Set exercise:
Transcribe word for word the lines of the listing below, beginning with the line that contains "indicate the black sneaker, a" and continuing through the line that contains "column 79, row 246".

Provided material:
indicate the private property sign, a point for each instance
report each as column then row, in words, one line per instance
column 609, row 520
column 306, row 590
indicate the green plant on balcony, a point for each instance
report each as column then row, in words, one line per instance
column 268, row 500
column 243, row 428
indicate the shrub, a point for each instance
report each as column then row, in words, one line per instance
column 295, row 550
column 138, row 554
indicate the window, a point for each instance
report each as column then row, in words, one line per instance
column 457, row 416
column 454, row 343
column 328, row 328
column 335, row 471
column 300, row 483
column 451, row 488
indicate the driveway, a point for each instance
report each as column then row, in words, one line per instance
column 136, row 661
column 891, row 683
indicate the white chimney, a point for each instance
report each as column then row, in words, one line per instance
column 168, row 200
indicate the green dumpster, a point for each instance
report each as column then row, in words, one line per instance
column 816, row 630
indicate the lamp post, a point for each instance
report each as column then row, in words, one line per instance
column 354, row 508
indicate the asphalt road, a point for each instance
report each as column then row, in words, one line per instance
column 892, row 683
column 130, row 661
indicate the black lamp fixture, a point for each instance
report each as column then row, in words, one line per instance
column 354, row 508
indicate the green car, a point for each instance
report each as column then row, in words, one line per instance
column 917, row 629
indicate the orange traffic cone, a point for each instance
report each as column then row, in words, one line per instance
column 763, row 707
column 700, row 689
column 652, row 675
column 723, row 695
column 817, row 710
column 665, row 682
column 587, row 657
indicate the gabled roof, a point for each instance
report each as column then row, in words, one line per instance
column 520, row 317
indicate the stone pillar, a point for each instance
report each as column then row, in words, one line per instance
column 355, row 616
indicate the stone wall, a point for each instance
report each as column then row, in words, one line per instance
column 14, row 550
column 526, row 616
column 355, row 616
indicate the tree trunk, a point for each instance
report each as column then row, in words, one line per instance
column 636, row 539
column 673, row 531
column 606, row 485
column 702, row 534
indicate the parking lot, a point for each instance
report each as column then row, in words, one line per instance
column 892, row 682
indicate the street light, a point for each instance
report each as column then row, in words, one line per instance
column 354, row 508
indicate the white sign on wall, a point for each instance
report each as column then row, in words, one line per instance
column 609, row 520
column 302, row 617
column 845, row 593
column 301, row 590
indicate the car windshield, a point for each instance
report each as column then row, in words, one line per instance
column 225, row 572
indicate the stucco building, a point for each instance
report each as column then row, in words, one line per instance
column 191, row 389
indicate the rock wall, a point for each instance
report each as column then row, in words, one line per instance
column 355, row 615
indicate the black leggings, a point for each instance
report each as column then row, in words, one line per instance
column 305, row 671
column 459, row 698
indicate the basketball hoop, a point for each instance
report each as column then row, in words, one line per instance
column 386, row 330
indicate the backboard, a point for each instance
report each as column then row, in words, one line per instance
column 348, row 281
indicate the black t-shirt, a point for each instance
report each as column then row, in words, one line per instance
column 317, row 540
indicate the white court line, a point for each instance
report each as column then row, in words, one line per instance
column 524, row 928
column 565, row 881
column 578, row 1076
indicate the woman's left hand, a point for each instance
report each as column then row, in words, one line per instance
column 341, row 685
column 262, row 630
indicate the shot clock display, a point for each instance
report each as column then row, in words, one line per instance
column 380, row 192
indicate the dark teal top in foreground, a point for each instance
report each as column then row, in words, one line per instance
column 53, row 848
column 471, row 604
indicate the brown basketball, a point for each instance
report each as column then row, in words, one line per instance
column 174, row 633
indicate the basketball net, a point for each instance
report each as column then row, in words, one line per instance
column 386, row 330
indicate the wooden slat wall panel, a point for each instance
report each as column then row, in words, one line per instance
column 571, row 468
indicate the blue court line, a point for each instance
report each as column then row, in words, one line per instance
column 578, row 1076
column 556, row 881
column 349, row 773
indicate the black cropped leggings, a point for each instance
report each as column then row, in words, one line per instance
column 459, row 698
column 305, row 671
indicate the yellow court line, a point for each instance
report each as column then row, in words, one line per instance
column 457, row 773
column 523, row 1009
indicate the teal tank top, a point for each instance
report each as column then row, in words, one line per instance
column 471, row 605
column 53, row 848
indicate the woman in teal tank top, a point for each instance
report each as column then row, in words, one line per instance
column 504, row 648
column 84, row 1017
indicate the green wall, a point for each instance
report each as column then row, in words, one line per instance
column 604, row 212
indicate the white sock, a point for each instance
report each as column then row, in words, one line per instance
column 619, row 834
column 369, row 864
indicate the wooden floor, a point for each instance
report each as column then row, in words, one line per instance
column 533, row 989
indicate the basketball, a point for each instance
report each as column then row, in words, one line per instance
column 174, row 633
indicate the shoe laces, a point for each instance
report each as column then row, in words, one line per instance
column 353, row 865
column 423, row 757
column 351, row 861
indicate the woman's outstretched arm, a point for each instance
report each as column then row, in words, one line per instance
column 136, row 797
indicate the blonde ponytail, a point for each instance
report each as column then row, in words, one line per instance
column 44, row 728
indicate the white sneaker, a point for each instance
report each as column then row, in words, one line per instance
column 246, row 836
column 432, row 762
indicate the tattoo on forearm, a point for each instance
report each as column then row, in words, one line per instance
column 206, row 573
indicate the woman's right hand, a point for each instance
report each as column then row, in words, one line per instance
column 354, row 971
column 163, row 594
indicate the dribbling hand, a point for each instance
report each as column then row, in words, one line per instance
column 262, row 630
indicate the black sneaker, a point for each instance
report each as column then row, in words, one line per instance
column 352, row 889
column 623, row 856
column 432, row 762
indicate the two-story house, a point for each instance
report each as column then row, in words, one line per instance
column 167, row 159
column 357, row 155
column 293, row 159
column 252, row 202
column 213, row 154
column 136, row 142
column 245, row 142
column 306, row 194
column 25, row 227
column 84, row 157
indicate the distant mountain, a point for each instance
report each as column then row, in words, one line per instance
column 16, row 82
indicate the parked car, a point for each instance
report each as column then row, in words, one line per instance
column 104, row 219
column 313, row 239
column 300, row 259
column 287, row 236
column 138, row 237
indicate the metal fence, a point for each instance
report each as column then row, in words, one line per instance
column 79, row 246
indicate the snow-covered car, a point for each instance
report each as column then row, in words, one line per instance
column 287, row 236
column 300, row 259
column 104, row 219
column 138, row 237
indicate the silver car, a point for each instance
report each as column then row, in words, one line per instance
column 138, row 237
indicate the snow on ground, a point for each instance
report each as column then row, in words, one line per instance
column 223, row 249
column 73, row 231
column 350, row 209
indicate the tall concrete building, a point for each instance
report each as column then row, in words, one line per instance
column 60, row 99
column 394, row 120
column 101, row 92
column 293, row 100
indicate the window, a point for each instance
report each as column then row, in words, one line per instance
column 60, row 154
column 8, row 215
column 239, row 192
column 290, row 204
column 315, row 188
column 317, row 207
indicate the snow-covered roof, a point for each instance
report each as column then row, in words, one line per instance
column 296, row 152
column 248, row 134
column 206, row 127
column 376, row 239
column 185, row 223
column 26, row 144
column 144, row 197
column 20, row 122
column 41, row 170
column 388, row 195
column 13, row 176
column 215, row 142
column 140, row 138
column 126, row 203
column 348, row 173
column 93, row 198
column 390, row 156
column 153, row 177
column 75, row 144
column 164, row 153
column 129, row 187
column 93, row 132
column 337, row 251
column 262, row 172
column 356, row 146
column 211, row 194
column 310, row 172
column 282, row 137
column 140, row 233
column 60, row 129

Exercise solution:
indicate the black sneaker, a point for each instance
report each as column then row, in words, one line per instance
column 352, row 889
column 623, row 856
column 432, row 762
indicate the two-story house, a point for each instance
report each as column then row, in words, one line per instance
column 167, row 159
column 357, row 155
column 293, row 159
column 252, row 202
column 213, row 154
column 136, row 142
column 245, row 142
column 306, row 194
column 25, row 227
column 84, row 157
indicate the distant mountain, a point for each instance
report each as column then row, in words, one line per instance
column 16, row 82
indicate the parked car, a point for each instance
report each as column then row, in words, one line per instance
column 104, row 219
column 313, row 239
column 300, row 259
column 287, row 236
column 138, row 237
indicate the metal fence, a point for each instance
report each as column then row, in words, one line per instance
column 79, row 246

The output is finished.